> _Work item_:
Starting at the line that holds "QA step — confirm control", copy every line exactly through the end of the data, and no others.

##### Task data #####

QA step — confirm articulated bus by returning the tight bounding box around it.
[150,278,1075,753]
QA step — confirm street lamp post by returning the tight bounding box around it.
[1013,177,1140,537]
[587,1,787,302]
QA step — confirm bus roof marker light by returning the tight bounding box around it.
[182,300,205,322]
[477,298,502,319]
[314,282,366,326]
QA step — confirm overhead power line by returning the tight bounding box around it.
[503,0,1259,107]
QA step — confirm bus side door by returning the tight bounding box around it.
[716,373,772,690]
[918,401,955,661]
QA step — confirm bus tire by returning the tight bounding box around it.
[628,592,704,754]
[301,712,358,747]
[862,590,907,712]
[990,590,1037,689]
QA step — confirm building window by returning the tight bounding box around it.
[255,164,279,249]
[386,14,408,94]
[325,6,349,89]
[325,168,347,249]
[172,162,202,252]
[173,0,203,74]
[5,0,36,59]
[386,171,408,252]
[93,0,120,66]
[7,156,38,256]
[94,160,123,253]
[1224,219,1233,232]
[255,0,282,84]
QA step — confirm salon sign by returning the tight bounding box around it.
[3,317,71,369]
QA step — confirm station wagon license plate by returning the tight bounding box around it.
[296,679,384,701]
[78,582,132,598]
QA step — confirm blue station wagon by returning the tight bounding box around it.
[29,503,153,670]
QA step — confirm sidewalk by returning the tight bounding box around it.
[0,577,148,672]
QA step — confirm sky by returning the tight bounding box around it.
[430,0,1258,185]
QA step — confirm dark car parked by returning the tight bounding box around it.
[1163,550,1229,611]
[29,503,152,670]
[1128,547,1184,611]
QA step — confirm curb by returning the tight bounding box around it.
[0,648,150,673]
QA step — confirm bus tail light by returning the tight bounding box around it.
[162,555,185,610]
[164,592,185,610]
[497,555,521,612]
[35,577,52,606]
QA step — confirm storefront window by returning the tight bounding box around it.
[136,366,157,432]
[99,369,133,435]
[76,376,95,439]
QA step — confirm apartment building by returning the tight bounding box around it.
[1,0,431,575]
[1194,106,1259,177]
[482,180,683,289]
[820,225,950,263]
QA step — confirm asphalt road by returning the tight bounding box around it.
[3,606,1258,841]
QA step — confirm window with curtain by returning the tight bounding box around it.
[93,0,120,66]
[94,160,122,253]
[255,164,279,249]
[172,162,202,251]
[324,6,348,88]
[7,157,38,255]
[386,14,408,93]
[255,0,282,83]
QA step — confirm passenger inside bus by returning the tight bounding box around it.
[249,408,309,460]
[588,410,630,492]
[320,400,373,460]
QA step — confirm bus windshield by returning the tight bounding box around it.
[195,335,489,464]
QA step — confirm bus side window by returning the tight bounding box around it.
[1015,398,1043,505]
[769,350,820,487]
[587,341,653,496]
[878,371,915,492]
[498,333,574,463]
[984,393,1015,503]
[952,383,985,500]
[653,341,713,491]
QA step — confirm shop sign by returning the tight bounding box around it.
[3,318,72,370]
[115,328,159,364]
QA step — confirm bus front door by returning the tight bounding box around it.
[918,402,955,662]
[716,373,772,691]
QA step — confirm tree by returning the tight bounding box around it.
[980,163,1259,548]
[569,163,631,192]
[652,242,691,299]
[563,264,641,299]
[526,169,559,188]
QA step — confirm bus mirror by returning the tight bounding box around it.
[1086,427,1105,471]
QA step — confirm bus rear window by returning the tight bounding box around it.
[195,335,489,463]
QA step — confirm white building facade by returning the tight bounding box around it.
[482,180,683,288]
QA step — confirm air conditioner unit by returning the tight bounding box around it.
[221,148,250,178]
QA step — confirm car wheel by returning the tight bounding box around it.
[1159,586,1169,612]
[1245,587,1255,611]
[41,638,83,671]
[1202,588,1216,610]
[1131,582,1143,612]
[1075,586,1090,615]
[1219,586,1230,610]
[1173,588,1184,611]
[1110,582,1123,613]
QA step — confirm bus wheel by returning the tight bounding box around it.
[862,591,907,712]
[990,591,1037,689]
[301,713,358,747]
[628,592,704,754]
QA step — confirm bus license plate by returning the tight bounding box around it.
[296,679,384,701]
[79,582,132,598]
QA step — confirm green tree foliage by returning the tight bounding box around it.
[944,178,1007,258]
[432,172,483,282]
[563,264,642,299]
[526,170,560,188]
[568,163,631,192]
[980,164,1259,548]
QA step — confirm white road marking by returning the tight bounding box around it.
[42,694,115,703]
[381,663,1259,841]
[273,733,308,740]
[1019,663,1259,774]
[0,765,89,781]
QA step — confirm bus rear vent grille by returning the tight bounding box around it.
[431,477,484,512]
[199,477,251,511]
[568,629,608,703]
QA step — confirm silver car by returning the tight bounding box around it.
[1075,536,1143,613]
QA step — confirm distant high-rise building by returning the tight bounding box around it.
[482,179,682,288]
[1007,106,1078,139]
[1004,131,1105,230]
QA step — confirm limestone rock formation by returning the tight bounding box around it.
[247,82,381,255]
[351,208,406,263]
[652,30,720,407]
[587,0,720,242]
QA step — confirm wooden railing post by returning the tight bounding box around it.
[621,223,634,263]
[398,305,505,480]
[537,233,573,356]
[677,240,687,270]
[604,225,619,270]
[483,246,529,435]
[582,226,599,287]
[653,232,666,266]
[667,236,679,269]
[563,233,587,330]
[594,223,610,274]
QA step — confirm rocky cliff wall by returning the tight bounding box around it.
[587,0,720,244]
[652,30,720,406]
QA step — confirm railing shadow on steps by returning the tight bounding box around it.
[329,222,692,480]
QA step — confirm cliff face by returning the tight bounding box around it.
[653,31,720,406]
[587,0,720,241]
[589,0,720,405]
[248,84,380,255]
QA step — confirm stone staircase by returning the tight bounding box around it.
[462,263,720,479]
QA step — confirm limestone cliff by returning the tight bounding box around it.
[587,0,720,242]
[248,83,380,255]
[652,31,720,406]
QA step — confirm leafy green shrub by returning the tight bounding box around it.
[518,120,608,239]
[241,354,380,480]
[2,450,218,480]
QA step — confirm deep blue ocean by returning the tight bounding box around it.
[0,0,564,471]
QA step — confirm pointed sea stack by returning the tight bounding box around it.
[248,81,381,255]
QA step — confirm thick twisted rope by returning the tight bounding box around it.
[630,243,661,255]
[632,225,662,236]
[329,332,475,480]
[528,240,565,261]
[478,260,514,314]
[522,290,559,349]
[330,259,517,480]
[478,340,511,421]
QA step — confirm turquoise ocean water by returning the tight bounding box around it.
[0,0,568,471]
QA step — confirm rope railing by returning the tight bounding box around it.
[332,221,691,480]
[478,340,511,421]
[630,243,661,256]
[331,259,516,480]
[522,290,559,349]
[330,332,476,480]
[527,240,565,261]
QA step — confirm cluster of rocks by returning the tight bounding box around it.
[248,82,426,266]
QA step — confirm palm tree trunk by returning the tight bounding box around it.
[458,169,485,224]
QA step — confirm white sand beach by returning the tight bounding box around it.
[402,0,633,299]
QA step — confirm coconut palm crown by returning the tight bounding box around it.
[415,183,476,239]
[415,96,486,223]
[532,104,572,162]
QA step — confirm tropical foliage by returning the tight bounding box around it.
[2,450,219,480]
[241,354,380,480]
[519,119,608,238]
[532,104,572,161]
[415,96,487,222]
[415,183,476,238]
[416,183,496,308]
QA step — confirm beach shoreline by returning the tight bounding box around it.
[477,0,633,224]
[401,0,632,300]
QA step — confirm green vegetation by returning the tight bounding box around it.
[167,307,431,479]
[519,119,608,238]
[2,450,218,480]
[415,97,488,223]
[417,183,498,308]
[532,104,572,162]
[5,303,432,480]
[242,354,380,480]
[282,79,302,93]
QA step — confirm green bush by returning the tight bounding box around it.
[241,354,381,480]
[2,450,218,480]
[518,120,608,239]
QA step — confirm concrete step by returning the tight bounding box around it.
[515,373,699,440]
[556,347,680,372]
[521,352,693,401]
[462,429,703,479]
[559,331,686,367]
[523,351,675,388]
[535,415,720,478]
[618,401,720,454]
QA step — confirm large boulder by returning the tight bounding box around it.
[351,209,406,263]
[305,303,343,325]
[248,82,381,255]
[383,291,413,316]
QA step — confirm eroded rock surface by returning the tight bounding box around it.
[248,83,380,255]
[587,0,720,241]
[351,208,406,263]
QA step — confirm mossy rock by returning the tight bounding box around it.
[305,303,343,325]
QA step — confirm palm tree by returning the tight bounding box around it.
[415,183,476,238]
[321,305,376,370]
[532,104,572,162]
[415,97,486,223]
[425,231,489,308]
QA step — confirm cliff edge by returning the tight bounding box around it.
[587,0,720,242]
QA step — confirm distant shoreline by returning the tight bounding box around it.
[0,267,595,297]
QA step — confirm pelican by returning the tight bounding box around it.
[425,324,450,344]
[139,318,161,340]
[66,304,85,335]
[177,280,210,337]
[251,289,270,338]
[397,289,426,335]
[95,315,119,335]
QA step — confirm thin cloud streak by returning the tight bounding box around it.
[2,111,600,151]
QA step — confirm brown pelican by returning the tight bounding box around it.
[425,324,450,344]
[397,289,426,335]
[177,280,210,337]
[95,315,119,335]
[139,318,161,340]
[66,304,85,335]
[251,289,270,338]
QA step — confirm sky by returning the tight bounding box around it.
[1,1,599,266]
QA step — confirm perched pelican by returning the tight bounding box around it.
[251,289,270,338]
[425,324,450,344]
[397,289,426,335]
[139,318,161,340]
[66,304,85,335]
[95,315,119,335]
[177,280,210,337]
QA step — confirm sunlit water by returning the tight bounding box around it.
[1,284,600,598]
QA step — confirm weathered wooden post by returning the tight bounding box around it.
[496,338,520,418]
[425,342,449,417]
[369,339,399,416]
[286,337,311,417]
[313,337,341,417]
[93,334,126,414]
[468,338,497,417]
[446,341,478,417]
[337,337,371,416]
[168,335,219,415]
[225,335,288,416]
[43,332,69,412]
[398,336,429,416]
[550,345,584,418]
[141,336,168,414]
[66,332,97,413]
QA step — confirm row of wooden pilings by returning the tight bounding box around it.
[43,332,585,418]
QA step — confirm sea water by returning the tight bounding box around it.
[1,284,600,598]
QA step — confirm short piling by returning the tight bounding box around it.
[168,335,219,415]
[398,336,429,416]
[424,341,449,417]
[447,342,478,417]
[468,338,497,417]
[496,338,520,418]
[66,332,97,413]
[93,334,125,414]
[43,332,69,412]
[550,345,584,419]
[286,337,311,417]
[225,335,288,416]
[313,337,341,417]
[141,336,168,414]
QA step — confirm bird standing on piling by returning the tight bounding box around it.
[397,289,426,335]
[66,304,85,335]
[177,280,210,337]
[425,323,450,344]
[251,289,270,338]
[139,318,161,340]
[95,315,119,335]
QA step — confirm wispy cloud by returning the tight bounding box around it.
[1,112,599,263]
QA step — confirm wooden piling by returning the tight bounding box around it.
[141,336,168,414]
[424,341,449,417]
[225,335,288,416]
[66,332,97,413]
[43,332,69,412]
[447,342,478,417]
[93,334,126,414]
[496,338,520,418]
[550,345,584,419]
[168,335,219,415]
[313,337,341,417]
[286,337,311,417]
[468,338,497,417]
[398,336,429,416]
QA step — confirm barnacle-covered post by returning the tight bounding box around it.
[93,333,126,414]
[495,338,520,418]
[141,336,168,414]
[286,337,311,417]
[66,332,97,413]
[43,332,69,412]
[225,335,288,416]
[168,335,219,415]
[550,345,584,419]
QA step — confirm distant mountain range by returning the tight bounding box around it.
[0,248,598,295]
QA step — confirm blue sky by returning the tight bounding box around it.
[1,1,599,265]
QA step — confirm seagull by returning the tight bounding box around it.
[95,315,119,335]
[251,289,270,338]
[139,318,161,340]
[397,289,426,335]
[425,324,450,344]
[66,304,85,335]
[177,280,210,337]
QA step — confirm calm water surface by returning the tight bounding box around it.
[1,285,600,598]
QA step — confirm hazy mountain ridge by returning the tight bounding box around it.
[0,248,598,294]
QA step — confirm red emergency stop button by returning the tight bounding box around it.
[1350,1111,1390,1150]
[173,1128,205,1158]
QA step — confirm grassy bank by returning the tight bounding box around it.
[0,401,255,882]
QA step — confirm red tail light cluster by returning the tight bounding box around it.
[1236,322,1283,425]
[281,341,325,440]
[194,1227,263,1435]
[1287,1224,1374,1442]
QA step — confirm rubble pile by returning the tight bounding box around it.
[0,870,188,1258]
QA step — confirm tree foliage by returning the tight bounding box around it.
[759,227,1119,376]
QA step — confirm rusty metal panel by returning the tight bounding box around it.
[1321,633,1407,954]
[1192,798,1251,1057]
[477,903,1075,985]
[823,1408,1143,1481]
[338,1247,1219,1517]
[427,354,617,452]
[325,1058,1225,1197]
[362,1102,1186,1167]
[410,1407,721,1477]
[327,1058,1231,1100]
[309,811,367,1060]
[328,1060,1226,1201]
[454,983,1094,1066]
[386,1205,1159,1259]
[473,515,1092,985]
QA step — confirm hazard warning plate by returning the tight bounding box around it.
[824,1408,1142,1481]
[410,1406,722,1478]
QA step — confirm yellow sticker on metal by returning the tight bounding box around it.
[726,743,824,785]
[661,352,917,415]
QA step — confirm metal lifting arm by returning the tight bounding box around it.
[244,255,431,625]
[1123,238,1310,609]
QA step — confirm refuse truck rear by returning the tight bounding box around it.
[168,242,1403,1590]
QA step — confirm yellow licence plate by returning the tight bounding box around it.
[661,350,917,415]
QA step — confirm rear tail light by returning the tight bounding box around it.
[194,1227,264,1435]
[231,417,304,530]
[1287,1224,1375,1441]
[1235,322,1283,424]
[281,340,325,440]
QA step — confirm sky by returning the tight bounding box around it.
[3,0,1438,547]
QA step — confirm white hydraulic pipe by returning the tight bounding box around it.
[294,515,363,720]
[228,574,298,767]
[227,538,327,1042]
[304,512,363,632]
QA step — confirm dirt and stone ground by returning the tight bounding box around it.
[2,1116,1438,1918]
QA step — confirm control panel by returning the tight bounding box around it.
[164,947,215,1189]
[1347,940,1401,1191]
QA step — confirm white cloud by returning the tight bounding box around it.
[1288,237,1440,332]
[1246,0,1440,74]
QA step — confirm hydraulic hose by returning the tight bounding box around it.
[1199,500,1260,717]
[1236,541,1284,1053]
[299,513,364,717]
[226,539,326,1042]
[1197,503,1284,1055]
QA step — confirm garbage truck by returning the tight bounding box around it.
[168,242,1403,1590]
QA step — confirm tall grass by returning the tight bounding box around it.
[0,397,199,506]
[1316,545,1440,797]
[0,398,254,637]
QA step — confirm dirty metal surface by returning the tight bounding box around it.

#####

> _Result_:
QA step — confirm control panel by returning the tight bounding box around it.
[164,947,215,1189]
[1347,940,1401,1191]
QA step — confirm white cloud by returning the tight bounding box around it.
[1288,237,1440,332]
[1246,0,1440,74]
QA step — confirm hydraulic hose by returning the tight bounding box around it.
[1199,500,1260,717]
[1236,541,1284,1053]
[299,513,364,717]
[226,539,326,1042]
[1197,503,1284,1055]
QA step — confirm garbage truck by returning the tight bounding box around it.
[168,242,1403,1590]
QA step — confirm tall grass by returning the tight bounding box around it.
[0,397,199,506]
[1316,545,1440,797]
[0,398,254,637]
QA step — confirm dirty metal surface by returning the tight bounding box around it.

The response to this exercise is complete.